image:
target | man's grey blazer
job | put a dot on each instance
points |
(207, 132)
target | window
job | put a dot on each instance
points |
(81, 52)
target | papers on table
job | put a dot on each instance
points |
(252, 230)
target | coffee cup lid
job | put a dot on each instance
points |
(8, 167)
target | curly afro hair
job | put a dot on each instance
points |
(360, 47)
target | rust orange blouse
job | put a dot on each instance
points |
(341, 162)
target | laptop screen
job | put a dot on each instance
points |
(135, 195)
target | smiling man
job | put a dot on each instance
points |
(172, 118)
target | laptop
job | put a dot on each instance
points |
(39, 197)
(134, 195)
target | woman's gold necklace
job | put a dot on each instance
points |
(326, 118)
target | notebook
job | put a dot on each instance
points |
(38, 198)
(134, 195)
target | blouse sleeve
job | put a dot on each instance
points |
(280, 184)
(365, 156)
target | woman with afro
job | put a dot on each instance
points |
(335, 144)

= = =

*Exercise*
Write each line above out exactly.

*Expected answer*
image:
target | man's grey blazer
job | put a dot on each instance
points |
(207, 132)
target | window
job | put a dot on each instance
points |
(81, 52)
target | papers on table
job | put a dot on each instance
points |
(252, 230)
target | coffee cup lid
job | put a dot on each instance
points |
(8, 167)
target | curly afro hair
job | put a dot on each instance
points |
(360, 47)
target | rust orange blouse
job | put a dot on each instance
points |
(341, 162)
target | laptop screen
job | put a dot on each instance
points |
(135, 195)
target | smiling man
job | put a dot on each instance
points |
(172, 118)
target | laptop
job | put a dot on each instance
points |
(39, 197)
(134, 195)
target | woman's gold necklace
job | put a dot on each instance
points |
(326, 118)
target | notebook
job | put a dot on each instance
points |
(38, 198)
(134, 195)
target | blouse sleeve
job | put a dot on each instance
points |
(280, 184)
(365, 156)
target | woman with afro
job | put a dot on each instance
points |
(335, 144)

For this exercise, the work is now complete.